Show each line from the entries below that contains the string "tree".

______

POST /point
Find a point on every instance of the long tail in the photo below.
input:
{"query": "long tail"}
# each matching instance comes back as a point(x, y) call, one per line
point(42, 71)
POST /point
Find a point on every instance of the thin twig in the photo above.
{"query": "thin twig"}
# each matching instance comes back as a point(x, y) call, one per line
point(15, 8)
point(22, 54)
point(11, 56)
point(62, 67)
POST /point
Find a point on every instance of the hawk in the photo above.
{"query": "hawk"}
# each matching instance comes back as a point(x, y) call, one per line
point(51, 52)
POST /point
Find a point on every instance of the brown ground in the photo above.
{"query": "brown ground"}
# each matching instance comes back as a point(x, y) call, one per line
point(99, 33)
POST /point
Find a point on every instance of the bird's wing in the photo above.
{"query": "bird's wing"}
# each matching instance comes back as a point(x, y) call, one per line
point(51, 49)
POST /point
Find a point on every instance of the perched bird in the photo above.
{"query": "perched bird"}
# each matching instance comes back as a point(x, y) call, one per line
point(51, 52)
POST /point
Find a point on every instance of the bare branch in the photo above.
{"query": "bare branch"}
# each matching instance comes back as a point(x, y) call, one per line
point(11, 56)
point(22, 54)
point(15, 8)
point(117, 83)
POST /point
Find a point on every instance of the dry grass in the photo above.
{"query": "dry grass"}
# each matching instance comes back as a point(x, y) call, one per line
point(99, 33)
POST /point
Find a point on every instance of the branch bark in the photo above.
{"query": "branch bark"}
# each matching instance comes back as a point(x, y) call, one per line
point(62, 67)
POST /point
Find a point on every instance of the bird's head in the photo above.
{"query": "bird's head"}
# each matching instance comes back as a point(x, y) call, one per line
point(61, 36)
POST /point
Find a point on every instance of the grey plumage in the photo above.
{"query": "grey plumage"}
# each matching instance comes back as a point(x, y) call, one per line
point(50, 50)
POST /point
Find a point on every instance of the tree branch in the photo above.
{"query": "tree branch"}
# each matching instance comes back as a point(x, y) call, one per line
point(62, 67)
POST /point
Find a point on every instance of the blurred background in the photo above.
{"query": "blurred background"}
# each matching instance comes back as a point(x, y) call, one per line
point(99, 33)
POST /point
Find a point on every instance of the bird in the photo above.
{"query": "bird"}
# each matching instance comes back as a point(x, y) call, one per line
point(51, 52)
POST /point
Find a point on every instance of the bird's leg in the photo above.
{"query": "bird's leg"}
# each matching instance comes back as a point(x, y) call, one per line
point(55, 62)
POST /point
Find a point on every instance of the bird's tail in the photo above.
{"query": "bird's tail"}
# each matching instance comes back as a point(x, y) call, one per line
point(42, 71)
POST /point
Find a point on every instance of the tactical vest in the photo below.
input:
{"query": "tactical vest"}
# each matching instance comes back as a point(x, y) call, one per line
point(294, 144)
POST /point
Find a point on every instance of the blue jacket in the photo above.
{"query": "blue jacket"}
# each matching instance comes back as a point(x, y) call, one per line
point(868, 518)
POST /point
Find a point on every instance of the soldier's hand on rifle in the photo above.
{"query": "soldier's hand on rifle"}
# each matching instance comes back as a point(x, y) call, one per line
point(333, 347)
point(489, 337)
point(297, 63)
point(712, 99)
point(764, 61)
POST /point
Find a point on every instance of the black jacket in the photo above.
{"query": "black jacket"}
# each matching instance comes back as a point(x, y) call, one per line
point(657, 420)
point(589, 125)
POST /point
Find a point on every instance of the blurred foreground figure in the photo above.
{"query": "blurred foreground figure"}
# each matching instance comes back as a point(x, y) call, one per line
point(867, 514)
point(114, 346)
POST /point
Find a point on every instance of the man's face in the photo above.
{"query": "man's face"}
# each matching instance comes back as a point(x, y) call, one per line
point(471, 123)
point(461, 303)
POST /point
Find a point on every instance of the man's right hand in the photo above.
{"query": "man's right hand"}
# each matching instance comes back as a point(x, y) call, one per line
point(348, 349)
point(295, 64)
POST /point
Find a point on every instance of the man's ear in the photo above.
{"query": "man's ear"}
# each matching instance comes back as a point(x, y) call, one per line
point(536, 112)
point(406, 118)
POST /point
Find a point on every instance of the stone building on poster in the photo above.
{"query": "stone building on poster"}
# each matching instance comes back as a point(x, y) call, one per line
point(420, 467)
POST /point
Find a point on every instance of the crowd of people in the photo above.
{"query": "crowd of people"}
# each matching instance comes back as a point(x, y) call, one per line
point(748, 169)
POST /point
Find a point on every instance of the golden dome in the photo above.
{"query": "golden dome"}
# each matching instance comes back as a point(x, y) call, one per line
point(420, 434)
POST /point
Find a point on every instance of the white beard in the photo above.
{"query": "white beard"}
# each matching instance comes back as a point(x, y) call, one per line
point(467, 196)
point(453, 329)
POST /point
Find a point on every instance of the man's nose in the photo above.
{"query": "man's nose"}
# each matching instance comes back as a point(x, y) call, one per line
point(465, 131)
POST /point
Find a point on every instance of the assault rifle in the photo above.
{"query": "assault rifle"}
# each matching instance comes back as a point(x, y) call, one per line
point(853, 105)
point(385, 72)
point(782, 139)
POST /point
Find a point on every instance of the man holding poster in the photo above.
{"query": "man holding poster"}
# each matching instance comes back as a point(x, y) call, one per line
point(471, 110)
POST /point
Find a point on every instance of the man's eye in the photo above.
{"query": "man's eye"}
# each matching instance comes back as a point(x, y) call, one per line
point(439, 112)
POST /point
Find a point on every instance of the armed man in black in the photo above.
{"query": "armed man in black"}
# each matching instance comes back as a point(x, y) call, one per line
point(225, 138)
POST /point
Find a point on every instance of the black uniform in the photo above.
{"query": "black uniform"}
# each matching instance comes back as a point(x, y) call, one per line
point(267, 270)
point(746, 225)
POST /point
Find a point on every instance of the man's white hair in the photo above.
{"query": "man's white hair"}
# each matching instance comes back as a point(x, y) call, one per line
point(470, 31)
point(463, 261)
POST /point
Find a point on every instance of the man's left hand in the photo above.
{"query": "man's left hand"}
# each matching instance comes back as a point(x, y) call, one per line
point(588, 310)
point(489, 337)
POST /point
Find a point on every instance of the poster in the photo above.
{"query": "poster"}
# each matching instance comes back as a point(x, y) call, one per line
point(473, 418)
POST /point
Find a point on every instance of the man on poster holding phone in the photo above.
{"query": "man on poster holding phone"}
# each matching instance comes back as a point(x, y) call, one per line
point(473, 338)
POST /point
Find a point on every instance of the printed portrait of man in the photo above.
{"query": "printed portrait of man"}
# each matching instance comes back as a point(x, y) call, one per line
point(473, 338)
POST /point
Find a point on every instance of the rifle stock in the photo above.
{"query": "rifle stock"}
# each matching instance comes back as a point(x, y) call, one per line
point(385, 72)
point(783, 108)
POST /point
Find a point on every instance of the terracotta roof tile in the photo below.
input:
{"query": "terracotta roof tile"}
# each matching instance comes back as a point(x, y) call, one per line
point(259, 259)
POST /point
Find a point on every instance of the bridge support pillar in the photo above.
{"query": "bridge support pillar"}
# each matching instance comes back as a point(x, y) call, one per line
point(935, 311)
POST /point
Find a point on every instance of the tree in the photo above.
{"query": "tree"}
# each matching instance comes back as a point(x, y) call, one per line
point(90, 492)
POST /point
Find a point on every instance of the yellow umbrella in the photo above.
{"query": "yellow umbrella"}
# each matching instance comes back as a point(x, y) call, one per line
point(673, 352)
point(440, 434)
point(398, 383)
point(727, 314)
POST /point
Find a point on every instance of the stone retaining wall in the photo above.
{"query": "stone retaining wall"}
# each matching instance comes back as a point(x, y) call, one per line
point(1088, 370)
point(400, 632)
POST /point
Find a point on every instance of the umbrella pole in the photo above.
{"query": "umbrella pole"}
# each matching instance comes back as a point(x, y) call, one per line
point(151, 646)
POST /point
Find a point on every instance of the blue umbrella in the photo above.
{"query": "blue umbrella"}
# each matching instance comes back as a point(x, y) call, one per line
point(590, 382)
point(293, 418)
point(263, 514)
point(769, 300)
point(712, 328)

______

▸ SOLUTION
Find a point on every instance of the tree branch in the photo above.
{"query": "tree branch"}
Find a point on every instance of the tree in the photo above.
{"query": "tree"}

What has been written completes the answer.